__What you will do__
1) The page excerpt says, citing informants, that savanna along the Ngermeskang River came about in a certain way. Explain how.
2) Rewrite the page excerpt between "The Mount Ngerchelchuus" and "from the state.", inclusive, swapping "highest point" for "tallest peak".
3) Which plants does the page excerpt name as part of the stands of agroforest mixed in with the kitchen gardens? List them all.

__Page excerpt__

Segment Open

Thick fringes of mangrove swamp forest are found along the Ngermeskang and Ngerbechederngul Rivers in the northeast corner of Ngeremeduu Bay and along the northern coast. Along a broad belt of low hills inland of the mangroves are large areas of savanna with patches of forest. Further inland, large tracts of forest cover much of the interior part of the state. According to informants, areas of savanna along the Ngermeskang River were created recently in the construction of the Japanese Asahi Plantation. Presently, most of the use of land in Ngeremlengui is confined to gardens surrounding the modern villages of Ngermetengel, Imeong, and Ngchemesed. Interspersed with these kitchen gardens are stands of agroforest which include coconut, betelnut, breadfruit, and almond trees, and banana plants. In and around many of the uninhabited villages are stands of coconut and betelnut palms, and occasionally patches of irregularly attended taro swamp gardens. According to informants, except for occasional forays to hunt pigeon or harvest special plants, there is little active use of most of the interior of Ngeremlengui.

The capital of the state of Ngeremlengui is Imeong. Ngeremlengui is on the western side of Babeldaob, which is the largest island in Palau. Ngarelemgui is the largest of Palau's sixteen states in terms of land, and has an area of roughly 65 km^{2}.
The Mount Ngerchelchuus is the Republic of Palau's highest point and is located at the border of the states of Ngardmau and Ngeremlengui, on the island of Babeldaob.

== Demography ==
The population of the state was 350 in the 2015 census and median age was 32.7 years. The official languages of the state are Palauan and English. Ngirturong is the title of the traditional high chief from the state.

In June 1972, the resident population was 472.

Segment Closed

__Source material__
Segment Open

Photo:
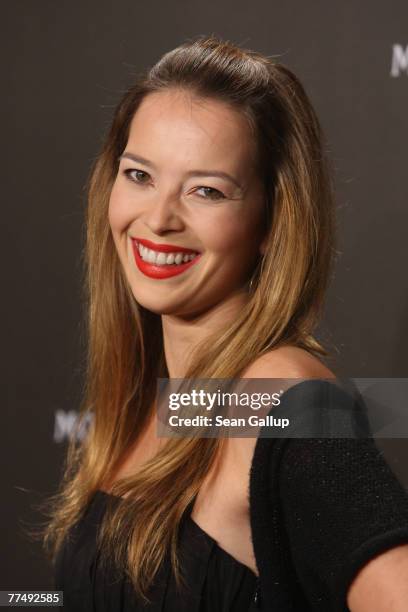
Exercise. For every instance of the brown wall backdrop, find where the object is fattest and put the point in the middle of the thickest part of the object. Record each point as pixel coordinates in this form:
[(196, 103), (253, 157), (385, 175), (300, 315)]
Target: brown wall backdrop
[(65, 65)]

Segment Closed
Segment Open

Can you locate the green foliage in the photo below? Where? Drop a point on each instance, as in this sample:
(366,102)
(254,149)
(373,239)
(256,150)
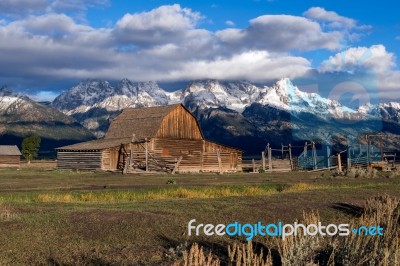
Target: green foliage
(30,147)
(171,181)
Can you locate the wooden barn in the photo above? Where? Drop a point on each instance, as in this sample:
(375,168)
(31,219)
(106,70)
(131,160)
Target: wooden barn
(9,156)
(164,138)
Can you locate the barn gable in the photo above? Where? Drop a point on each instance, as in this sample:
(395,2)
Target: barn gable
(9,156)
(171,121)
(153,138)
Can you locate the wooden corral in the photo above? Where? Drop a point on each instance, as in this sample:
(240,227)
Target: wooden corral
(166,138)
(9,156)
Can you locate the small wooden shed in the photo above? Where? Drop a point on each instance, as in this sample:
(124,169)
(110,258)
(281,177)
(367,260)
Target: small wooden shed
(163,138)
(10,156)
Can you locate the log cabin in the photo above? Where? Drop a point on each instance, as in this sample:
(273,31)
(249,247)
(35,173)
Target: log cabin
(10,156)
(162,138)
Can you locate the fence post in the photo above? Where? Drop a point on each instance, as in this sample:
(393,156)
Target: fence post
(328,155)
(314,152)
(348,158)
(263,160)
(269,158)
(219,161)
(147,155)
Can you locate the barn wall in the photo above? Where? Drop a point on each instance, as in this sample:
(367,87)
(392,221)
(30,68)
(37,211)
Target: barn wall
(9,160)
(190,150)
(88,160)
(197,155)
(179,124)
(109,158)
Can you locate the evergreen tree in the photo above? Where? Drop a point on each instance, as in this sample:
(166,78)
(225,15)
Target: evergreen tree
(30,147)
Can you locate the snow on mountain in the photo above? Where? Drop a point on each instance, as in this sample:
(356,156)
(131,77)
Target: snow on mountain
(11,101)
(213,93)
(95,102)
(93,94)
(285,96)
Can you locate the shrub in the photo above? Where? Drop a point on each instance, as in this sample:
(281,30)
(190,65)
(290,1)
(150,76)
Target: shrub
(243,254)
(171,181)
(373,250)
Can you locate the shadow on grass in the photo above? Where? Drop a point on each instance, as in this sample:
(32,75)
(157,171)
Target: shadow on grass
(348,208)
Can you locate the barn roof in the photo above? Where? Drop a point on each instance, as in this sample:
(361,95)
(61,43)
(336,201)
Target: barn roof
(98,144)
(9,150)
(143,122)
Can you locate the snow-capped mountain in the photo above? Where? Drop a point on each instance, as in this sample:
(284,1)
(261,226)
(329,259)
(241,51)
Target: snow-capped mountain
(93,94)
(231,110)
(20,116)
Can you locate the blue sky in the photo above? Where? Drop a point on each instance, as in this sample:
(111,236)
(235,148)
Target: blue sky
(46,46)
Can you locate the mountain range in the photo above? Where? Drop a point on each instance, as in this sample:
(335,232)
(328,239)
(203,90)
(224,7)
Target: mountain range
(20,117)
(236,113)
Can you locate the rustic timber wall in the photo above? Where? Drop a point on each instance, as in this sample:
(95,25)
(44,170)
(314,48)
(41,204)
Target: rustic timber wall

Segment Closed
Segment Open

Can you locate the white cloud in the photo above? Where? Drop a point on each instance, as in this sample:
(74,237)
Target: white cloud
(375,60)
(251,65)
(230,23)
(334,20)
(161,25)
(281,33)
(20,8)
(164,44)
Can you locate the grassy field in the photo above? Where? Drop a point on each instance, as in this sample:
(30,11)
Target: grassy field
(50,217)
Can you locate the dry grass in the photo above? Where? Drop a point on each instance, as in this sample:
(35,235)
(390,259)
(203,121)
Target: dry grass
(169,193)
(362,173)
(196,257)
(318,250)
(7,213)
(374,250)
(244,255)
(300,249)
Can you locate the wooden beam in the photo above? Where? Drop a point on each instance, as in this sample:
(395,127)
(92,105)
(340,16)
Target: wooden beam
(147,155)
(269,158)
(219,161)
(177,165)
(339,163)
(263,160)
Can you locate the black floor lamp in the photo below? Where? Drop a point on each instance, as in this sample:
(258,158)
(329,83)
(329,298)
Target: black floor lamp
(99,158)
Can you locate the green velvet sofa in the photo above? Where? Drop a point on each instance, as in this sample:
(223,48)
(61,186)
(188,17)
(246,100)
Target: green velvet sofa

Segment Closed

__Task answers__
1) According to informants, the savanna areas along the Ngermeskang River were created recently when the Japanese Asahi Plantation was built.

2)
The Mount Ngerchelchuus is the Republic of Palau's tallest peak and is located at the border of the states of Ngardmau and Ngeremlengui, on the island of Babeldaob.

== Demography ==
The population of the state was 350 in the 2015 census and median age was 32.7 years. The official languages of the state are Palauan and English. Ngirturong is the title of the traditional high chief from the state.

3) Coconut, betelnut, breadfruit, and almond trees, and banana plants.